┌─ QUOTED TEXT

Result of asking a question.

@dataclass
class QuestionResult:
    answer: str                    # Final answer text
    iterations: int                # Number of reading iterations
    unique_lines: int              # Unique lines read
    total_words: int               # Total words read
    elapsed_time: float            # Time elapsed in seconds
    history: List[ReadingHistory]  # Reading history

DocumentStats

Statistics about a loaded document.

@dataclass
class DocumentStats:
    total_lines: int        # Total number of lines
    total_words: int        # Total number of words
    strategic_lines: int     # Number of strategic markers
    min_line: int           # Minimum line number
    max_line: int           # Maximum line number
    doc_name: str           # Document name

QueryResult

Result of a SQL query.

@dataclass
class QueryResult:
    dataframe: pd.DataFrame  # Result DataFrame
    row_count: int           # Number of rows
    word_count: int          # Total word count
    
    @property
    def is_empty(self) -> bool  # Check if result is empty

Events

EventType

Enumeration of event types.

from rlm_repl import EventType

EventType.DOCUMENT_LOADED
EventType.QUESTION_START
EventType.QUESTION_END
EventType.ITERATION_START
EventType.ITERATION_END
EventType.SQL_EXECUTE
EventType.RESULTS
EventType.SYNTHESIS_START
EventType.SYNTHESIS_END
EventType.ANSWER
EventType.ERROR

Event

Base event class.

└─
┌─ PROVIDED RECORDS

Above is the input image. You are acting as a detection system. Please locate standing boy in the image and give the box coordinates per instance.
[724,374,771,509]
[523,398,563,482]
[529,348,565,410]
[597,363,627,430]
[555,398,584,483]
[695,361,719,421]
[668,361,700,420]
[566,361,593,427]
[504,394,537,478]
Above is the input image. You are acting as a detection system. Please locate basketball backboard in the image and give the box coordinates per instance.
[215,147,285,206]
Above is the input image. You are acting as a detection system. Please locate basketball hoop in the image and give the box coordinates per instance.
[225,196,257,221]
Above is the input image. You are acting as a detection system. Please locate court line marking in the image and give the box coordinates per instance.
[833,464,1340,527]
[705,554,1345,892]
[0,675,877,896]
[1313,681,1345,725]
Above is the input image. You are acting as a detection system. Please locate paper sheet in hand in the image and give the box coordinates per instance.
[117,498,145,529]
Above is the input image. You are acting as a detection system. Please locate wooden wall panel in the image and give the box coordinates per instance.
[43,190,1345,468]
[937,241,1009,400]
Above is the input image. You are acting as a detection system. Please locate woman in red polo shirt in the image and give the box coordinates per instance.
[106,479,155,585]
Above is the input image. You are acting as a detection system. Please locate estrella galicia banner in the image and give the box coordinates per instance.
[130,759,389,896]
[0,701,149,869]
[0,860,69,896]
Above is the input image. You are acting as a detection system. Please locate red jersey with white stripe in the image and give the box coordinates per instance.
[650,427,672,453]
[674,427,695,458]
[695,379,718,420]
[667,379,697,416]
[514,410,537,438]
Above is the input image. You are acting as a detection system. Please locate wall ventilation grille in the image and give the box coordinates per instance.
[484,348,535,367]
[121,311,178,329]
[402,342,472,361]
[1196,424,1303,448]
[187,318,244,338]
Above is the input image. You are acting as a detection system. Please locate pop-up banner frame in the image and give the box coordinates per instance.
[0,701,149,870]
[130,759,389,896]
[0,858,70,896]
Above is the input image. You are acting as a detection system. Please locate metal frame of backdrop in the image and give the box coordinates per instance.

└─

◆ BRIEF:
Proceed with the API reference text from its final line, "Base event class."

◆ RESPONSE FOR THIS EXERCISE:
@dataclass
class Event:
    type: EventType
    timestamp: datetime
    data: Dict[str, Any]
    
    def to_dict(self) -> Dict[str, Any]

Specific Event Classes

  • IterationStartEvent: Emitted when iteration starts
  • IterationEndEvent: Emitted when iteration ends
  • SQLExecuteEvent: Emitted when SQL query executes
  • ResultsEvent: Emitted when query results are received
  • SynthesisEvent: Emitted during answer synthesis
  • AnswerEvent: Emitted when final answer is ready
  • ErrorEvent: Emitted when an error occurs

Example: Complete Workflow

from rlm_repl import RLMREPL, RLMConfig, DatabaseConfig, EventType

# Configure database
db_config = DatabaseConfig(
    persistent=True,
    db_path="./cache.db",
)

# Configure REPL
config = RLMConfig(
    base_url="http://localhost:11434/v1",
    api_key="ollama",
    model="qwen2.5-coder",
    verbose=True,
    max_iterations=6,
    database=db_config,
)

# Event handler
def on_event(event):
    if event.type == EventType.ITERATION_START:
        print(f"Starting iteration {event.data['iteration'] + 1}")

# Create REPL
with RLMREPL(config) as repl:
    # Load document
    stats = repl.load_document("large_document.txt")
    print(f"Loaded {stats.total_lines} lines")
    
    # Ask questions
    result = repl.ask("What is the main topic?")
    print(f"Answer: {result.answer}")
    print(f"Read {result.total_words} words in {result.elapsed_time:.1f}s")
    
    # Get session stats
    session_stats = repl.session_stats()
    print(f"Total questions: {session_stats['questions_asked']}")